_What to do_.
In the abstract below on gender stereotypes in negotiation, what kind of outcomes did Experiment 2 find when feminine traits were explicitly linked to negotiator effectiveness?

_Exercise passage_.
Personality and Social Psychology Bulletin | 2004
Laura J. Kray; Jochen Reb; Adam D. Galinsky; Leigh Thompson
Two experiments explored the hypothesis that the impact of activating gender stereotypes on negotiated agreements in mixed-gender negotiations depends on the manner in which the stereo-type is activated (explicitly vs. implicitly) and the content of the stereotype (linking negotiation performance to stereotypically male vs. stereotypically female traits). Specifically, two experiments investigated the generality and limits of stereotype reactance. The results of Experiment 1 suggest that negotiated outcomes become more one-sided in favor of the high power negotiator when masculine traits are explicitly linked to negotiator effectiveness. In contrast, the results of Experiment 2 suggest that negotiated outcomes are more integrative (win-win) when feminine traits are explicitly linked to negotiator effectiveness. In total, performance in mixed-gender negotiations is strongly affected by the cognitions and motivations that negotiators bring to the bargaining table.

_Dataset content_.
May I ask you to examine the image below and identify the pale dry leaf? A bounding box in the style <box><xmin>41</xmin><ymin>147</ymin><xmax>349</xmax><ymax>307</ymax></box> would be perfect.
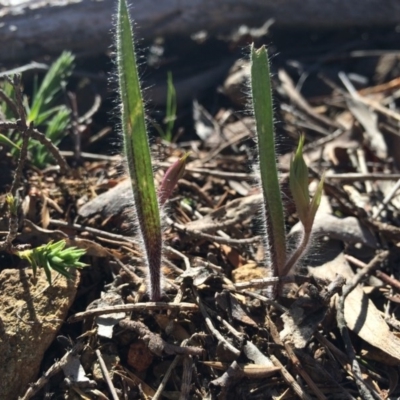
<box><xmin>309</xmin><ymin>253</ymin><xmax>400</xmax><ymax>365</ymax></box>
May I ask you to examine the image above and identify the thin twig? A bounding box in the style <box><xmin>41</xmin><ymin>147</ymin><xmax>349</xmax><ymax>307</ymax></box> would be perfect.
<box><xmin>193</xmin><ymin>288</ymin><xmax>241</xmax><ymax>357</ymax></box>
<box><xmin>336</xmin><ymin>251</ymin><xmax>389</xmax><ymax>400</ymax></box>
<box><xmin>49</xmin><ymin>219</ymin><xmax>137</xmax><ymax>244</ymax></box>
<box><xmin>179</xmin><ymin>356</ymin><xmax>193</xmax><ymax>400</ymax></box>
<box><xmin>271</xmin><ymin>355</ymin><xmax>312</xmax><ymax>400</ymax></box>
<box><xmin>96</xmin><ymin>349</ymin><xmax>119</xmax><ymax>400</ymax></box>
<box><xmin>28</xmin><ymin>127</ymin><xmax>70</xmax><ymax>174</ymax></box>
<box><xmin>68</xmin><ymin>302</ymin><xmax>199</xmax><ymax>323</ymax></box>
<box><xmin>21</xmin><ymin>341</ymin><xmax>84</xmax><ymax>400</ymax></box>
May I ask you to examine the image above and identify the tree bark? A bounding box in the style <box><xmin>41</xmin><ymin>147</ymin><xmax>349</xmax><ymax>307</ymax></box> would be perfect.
<box><xmin>0</xmin><ymin>0</ymin><xmax>400</xmax><ymax>64</ymax></box>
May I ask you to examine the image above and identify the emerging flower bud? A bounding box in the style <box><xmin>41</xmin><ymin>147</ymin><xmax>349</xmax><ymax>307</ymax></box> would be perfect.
<box><xmin>289</xmin><ymin>135</ymin><xmax>310</xmax><ymax>225</ymax></box>
<box><xmin>158</xmin><ymin>153</ymin><xmax>190</xmax><ymax>206</ymax></box>
<box><xmin>289</xmin><ymin>135</ymin><xmax>324</xmax><ymax>230</ymax></box>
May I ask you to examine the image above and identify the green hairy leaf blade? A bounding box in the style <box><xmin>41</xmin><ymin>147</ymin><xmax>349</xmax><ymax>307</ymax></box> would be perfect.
<box><xmin>251</xmin><ymin>45</ymin><xmax>286</xmax><ymax>275</ymax></box>
<box><xmin>116</xmin><ymin>0</ymin><xmax>162</xmax><ymax>301</ymax></box>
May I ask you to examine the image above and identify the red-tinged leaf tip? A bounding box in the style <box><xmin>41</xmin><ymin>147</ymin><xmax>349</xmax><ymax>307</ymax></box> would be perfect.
<box><xmin>158</xmin><ymin>153</ymin><xmax>190</xmax><ymax>206</ymax></box>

_Task solution_.
The negotiated outcomes were more integrative (win-win).